> [Stated goal]: Rewrite the entries from the line containing "Locate the blurred background" through the end of the entries, requests included, and add -128 to every coordinate in the answers.

> [Information provided]:
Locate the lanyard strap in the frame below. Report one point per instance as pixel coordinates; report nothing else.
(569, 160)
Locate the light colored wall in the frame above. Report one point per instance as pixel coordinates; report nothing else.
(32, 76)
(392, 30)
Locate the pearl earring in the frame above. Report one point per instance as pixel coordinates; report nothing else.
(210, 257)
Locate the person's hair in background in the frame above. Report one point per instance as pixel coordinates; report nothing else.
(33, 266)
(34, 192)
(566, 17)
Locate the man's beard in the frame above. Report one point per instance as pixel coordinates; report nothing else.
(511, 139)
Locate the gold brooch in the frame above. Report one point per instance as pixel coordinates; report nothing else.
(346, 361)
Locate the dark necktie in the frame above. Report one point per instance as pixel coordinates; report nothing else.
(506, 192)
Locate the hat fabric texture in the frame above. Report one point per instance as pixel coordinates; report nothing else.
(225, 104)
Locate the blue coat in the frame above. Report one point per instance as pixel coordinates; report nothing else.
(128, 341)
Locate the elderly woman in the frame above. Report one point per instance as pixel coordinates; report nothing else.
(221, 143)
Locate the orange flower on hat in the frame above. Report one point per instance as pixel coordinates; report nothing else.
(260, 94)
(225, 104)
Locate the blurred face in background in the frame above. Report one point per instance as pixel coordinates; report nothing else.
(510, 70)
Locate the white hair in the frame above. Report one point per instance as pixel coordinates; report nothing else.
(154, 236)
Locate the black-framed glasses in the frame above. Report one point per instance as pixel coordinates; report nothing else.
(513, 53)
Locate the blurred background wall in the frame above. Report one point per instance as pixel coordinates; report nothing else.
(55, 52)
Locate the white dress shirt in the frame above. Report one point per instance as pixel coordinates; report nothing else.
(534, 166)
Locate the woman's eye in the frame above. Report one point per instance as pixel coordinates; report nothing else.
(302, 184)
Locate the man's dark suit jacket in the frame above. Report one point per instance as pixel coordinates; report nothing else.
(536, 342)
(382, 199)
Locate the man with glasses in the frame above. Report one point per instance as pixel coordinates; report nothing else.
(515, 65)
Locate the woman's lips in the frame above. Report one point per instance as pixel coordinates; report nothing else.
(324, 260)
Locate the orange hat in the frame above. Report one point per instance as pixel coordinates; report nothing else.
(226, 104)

> [Exercise output]:
Locate the blurred background wall in the frame above. Report one point per instance as pixel coordinates; report nothing else.
(-73, -76)
Locate the white dress shirt in the frame above. Report one point per instance as pixel coordinates; report nothing else.
(406, 38)
Locate the woman's eye in the frame above. Report one point per instance as pixel coordinates; report nothing else.
(174, 56)
Locate the man's dark suit jacket in the frame above. Report one point per instance as pixel coordinates; report nothing else.
(408, 214)
(254, 71)
Locate the man with glasses in the frame above. Report one point per instance as pixel coordinates; report nothing else.
(387, -63)
Locate the woman's lips in the frame above. Report one point per instance as pixel coordinates; report nothing else.
(196, 132)
Locate the orange hat in the frame above. Report one point per instance as pixel coordinates; report nothing else.
(98, -24)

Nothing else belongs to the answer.